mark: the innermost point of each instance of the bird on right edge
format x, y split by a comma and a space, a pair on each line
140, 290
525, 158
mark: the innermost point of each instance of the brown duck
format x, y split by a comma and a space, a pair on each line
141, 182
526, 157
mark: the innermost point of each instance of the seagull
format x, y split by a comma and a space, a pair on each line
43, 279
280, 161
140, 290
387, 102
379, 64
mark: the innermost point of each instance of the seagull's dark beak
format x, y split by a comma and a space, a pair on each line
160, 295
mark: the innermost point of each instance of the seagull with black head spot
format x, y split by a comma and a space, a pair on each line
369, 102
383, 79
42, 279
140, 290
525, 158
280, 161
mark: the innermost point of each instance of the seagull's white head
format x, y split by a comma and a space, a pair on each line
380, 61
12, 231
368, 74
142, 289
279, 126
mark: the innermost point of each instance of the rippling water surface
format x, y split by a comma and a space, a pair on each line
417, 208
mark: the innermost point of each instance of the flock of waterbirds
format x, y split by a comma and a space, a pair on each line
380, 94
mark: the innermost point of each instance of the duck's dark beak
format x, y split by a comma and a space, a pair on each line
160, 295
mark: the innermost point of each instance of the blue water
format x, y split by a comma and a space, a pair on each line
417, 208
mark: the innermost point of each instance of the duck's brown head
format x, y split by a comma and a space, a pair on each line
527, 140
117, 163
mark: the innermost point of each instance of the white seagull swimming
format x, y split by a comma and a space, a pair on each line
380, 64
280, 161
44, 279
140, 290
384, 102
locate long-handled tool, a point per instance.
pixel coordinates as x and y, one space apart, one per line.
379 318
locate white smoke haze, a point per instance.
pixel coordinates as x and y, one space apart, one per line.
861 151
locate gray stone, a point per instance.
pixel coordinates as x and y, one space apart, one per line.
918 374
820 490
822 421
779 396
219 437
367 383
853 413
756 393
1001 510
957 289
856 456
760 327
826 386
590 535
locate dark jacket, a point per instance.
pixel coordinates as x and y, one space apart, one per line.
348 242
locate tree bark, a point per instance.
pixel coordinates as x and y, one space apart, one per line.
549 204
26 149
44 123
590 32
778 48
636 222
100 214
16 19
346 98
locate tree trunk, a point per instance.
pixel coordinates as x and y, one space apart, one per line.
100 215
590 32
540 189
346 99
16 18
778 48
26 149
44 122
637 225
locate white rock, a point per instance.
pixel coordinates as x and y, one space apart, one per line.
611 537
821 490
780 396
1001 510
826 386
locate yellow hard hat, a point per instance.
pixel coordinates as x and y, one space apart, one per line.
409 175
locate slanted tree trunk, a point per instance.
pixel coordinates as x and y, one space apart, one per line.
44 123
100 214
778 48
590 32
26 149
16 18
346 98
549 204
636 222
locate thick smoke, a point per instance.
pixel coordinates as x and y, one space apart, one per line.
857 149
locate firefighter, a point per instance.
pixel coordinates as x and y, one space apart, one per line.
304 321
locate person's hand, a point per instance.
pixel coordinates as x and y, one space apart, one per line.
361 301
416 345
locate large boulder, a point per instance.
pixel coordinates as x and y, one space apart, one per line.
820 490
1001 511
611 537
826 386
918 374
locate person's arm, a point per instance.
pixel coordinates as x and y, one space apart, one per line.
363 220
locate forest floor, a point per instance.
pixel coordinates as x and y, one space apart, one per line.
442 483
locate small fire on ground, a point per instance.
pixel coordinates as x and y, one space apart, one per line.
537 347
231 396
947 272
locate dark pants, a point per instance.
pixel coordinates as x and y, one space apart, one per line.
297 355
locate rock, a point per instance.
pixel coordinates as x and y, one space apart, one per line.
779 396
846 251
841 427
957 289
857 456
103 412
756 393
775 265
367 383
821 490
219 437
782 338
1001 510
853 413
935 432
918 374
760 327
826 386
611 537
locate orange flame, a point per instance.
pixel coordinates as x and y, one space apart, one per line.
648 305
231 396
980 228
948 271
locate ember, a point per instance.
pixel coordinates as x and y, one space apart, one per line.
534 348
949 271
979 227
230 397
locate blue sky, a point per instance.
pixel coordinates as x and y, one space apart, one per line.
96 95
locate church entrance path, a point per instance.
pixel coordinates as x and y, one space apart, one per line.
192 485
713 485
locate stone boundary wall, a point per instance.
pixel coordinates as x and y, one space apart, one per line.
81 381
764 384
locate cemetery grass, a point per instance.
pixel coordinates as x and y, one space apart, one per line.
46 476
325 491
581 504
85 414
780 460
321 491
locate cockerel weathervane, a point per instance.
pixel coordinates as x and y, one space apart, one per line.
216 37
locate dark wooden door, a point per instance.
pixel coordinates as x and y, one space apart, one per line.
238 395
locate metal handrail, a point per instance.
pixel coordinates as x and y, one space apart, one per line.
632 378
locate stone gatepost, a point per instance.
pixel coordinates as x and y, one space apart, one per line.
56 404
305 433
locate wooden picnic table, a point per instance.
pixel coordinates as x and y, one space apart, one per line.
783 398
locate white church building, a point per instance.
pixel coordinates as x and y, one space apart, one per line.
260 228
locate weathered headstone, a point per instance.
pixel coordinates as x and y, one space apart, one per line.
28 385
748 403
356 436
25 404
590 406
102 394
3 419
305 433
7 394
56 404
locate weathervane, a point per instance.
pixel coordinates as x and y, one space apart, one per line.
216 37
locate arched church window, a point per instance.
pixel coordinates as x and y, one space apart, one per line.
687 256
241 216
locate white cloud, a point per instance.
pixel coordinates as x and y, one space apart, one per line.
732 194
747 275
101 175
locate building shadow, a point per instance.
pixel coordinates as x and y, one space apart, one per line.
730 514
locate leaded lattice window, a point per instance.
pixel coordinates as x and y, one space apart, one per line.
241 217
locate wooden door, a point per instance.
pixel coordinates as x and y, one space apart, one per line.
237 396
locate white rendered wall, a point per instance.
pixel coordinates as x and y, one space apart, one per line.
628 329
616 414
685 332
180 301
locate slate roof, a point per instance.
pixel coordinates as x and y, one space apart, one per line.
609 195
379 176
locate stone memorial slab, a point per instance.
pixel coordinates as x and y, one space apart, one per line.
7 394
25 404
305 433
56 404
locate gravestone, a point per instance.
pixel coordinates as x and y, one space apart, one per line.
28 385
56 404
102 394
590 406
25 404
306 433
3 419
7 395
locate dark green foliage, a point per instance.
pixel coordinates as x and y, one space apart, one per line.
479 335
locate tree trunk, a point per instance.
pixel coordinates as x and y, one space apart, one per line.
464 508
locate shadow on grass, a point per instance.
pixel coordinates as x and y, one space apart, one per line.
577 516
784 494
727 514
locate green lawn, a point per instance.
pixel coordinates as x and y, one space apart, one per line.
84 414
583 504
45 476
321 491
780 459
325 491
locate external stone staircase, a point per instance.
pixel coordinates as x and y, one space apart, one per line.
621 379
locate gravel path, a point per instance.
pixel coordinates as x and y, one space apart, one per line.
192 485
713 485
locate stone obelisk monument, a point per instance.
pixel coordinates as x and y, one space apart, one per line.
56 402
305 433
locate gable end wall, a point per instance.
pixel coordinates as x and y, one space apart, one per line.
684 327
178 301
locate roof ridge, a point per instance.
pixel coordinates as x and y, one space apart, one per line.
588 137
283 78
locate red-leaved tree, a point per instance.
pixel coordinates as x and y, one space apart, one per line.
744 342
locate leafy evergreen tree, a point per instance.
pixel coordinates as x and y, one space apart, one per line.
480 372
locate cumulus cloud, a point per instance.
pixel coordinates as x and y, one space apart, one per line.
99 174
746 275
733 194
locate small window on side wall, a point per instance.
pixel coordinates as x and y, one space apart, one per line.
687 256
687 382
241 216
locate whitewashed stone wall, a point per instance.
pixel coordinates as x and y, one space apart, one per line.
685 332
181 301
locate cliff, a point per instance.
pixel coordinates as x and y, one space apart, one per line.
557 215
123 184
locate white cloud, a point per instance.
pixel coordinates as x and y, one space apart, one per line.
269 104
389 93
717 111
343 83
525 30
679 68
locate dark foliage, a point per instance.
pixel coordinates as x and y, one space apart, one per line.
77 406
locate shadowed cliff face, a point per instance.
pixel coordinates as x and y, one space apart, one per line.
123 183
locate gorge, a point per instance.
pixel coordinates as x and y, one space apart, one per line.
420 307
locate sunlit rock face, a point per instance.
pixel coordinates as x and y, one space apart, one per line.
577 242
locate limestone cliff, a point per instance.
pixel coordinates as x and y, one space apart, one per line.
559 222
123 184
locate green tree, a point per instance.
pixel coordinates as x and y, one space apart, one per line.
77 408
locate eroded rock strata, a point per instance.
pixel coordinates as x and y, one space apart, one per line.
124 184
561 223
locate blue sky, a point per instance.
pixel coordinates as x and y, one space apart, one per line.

» Exercise description:
Could you set down, word for word, only the lines above from the line with "locate tree bark, a point per instance." to the line with "locate person's arm, a point per instance.", including both?

» Written solution:
locate tree bark, a point per instance.
pixel coordinates as x and y, one space apart, one per line.
549 204
26 149
44 123
590 32
778 48
636 222
100 214
16 19
346 98
locate tree trunk, a point per instance.
pixel coordinates as x and y, one space apart, one per line.
100 215
590 32
540 189
346 99
16 18
778 48
26 149
44 122
637 225
locate white rock, a point per instance.
pixel coordinates as x and y, one space apart, one per line.
611 537
821 490
780 396
1001 510
826 386
locate yellow hard hat, a point per instance.
pixel coordinates as x and y, one space apart, one per line.
409 175
locate slanted tree trunk, a point per instance.
pixel coordinates as x and y, one space apart, one per line.
44 123
100 214
778 48
590 32
26 149
16 18
346 98
549 204
636 222
locate thick smoke, a point per instance.
pixel coordinates as x and y, one space apart, one per line.
857 149
locate firefighter, a point per instance.
pixel coordinates as x and y, one space apart, one per line.
304 321
locate person's hand, a point per instance.
pixel coordinates as x and y, one space apart, one per line.
361 301
416 345
locate large boulder, a point per instance.
pixel coordinates as x and y, one space apart, one per line.
820 490
1001 511
611 537
826 386
918 374
locate person's arm, a point per instance.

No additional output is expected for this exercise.